EXCERPT TO READ:
VMware NSX-T Data Center
VMware NSX-T Data Center 2.x
VMware NSX-T Data Center 3.x

Cause

During the upgrade, the DFW module (VSIP) registers with the RTM, to let it know an upgrade is in progress.
When this issue occurs the RTM value does not get reverted back to 0 again once the upgrade is complete.
When an upgrade is completed a timer kicks in and sends an unregister event, this should unregister the VSIP module from RTM and set the RTM value back to 0:

2021-07-12T11:56:43.338Z cpu140:2105832)RTM_ClientClearTimerCB:1524:[nsx@6876 comp="nsx-esx" subcomp="rtm" errorCode="ESX3"]RTM_ClientClearTimerCB: Error acquiring portset DvsPortset-3 : Not found


In the above log sample from the 'vmkernel.log', it was unable to acquire the portset.

OBJECTIVE 1:
In the NSX-T upgrade excerpt, what should the unregister event do once the upgrade is complete?
OBJECTIVE 2:
Carry on writing the NSX-T upgrade excerpt, starting right after its last sentence.

MATERIAL SUPPLIED:
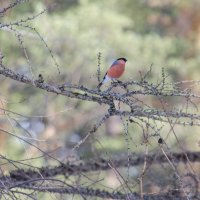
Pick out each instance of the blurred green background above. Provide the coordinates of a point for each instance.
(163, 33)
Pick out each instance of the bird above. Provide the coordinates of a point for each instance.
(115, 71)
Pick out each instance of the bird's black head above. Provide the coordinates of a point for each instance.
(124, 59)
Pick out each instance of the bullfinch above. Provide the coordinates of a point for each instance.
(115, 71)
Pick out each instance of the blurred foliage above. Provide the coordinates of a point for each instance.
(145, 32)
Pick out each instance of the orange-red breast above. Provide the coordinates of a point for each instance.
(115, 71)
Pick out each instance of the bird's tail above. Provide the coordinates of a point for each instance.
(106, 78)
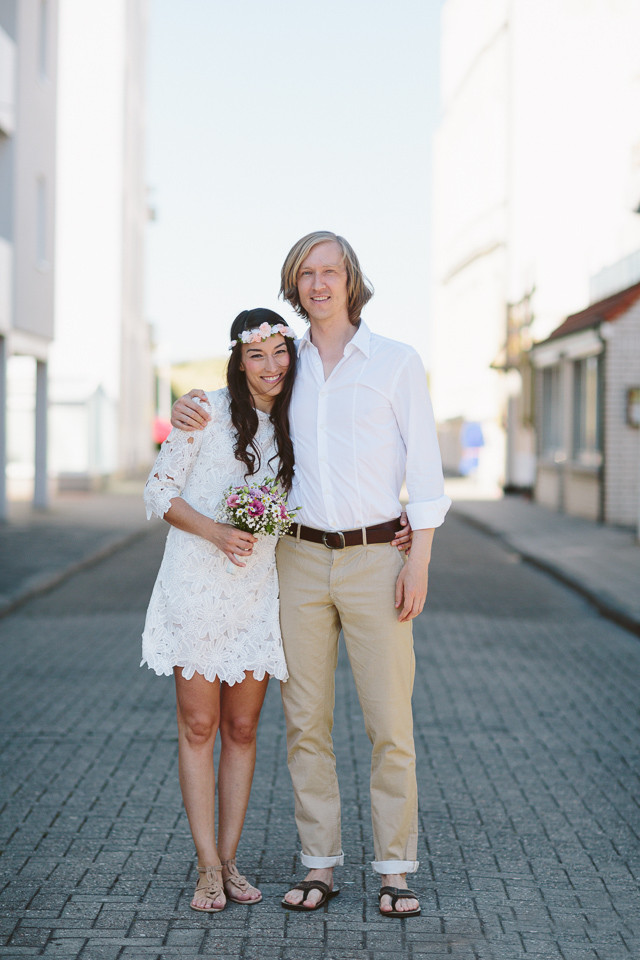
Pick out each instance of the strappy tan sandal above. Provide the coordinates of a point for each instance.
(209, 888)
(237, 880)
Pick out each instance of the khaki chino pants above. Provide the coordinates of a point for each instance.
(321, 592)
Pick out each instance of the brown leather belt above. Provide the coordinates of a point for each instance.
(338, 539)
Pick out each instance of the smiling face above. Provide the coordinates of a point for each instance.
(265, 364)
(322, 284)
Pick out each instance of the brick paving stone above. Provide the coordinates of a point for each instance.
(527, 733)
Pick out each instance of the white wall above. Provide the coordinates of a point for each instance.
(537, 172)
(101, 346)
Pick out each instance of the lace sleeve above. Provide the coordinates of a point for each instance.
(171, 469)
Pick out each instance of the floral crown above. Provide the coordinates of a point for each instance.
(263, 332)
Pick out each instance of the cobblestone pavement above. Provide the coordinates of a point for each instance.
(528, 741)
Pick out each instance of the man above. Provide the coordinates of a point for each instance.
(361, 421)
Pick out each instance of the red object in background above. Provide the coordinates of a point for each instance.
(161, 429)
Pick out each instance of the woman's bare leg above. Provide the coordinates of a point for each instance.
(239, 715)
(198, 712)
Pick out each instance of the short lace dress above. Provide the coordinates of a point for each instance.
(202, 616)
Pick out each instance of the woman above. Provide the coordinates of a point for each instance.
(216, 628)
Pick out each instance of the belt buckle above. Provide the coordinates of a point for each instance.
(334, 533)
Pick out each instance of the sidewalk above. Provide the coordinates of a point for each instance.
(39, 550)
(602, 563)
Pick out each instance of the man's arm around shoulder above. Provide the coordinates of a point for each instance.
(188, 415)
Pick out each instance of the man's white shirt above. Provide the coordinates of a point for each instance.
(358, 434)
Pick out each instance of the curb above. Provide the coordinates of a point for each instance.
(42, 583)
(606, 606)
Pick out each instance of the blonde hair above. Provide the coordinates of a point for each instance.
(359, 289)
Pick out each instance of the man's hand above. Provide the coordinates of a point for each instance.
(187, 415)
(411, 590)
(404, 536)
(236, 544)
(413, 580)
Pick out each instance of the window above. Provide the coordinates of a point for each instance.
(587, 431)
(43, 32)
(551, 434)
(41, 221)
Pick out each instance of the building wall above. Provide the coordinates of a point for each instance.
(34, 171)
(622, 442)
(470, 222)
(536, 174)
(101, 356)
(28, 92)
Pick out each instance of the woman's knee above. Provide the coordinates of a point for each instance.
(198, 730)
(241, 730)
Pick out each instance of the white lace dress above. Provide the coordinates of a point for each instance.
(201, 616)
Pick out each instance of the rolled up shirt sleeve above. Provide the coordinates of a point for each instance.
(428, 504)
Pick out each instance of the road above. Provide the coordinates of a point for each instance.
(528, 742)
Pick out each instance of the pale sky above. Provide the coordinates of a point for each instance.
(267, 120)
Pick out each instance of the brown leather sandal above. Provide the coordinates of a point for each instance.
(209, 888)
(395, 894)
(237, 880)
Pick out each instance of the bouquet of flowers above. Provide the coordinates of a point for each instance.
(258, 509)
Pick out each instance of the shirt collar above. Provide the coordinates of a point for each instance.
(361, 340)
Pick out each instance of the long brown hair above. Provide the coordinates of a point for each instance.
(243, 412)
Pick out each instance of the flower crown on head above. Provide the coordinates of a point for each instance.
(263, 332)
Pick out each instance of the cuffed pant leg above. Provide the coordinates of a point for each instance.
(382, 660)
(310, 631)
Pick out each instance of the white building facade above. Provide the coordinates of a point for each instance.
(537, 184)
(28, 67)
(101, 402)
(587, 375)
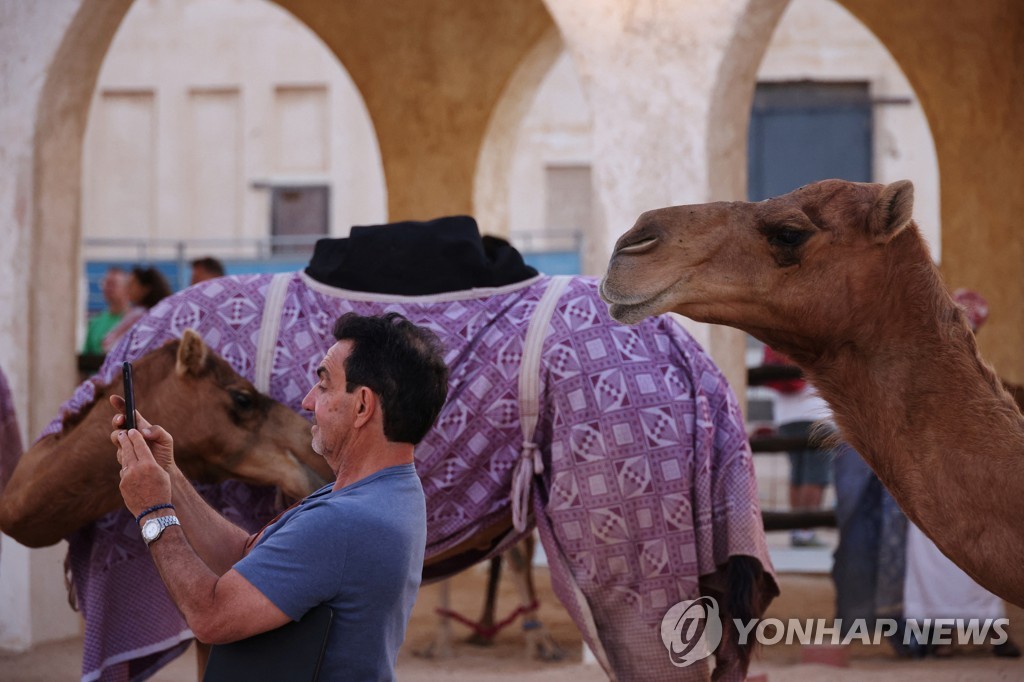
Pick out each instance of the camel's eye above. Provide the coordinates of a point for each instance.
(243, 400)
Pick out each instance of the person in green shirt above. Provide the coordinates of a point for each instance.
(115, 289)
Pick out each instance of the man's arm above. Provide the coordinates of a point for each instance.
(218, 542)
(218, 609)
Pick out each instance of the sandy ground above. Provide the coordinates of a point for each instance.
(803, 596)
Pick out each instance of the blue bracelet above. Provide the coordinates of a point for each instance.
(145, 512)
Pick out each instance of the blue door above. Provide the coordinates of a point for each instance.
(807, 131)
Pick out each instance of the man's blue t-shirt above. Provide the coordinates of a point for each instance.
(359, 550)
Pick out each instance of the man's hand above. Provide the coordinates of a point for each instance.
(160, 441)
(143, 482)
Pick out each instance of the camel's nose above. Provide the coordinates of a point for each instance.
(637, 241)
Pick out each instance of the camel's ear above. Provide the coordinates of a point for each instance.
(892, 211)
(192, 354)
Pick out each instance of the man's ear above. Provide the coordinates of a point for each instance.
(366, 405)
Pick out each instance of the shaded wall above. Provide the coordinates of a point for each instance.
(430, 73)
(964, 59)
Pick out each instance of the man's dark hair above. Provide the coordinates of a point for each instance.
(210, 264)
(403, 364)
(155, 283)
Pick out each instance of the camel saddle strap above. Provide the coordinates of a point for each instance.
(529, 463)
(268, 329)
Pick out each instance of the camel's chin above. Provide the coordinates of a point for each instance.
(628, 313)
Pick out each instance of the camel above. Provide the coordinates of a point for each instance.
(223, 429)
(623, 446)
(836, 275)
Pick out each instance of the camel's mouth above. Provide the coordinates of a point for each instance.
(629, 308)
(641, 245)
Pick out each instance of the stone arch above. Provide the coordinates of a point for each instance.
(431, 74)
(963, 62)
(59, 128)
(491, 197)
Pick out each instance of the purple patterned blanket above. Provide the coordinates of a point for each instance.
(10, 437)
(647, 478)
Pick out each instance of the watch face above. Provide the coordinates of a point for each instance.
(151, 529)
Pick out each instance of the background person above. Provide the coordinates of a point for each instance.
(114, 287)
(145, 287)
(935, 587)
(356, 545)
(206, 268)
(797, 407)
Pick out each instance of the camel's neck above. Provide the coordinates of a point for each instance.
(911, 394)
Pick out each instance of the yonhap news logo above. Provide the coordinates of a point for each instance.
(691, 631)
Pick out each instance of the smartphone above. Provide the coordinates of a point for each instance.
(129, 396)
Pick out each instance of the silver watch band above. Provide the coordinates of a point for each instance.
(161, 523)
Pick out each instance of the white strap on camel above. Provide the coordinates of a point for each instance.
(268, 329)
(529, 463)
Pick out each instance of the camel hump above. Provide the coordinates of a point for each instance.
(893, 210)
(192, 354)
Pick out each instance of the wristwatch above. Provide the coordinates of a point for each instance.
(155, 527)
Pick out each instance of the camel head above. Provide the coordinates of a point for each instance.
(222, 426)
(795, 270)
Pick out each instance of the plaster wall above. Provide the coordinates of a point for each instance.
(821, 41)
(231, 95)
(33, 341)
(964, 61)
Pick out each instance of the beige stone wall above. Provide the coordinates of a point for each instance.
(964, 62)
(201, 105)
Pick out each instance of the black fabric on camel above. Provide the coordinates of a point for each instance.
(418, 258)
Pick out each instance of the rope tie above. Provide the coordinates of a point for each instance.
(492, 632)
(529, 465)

EXPECTED ANSWER 1:
It should unregister the VSIP module from RTM and set the RTM value back to 0.

EXPECTED ANSWER 2:
As it was unable to acquire the portset, the unregister event was not sent out.
The reason it fails to get the portset lock happens if the portset has changed during the time it found the portset and the time it tried to get the lock.

Resolution

This issue has been resolved with the release of NSX-T 3.1.3.1

Workaround:
Migrate VM to other host.
After the migration the VM should correctly get DFW rules applied again.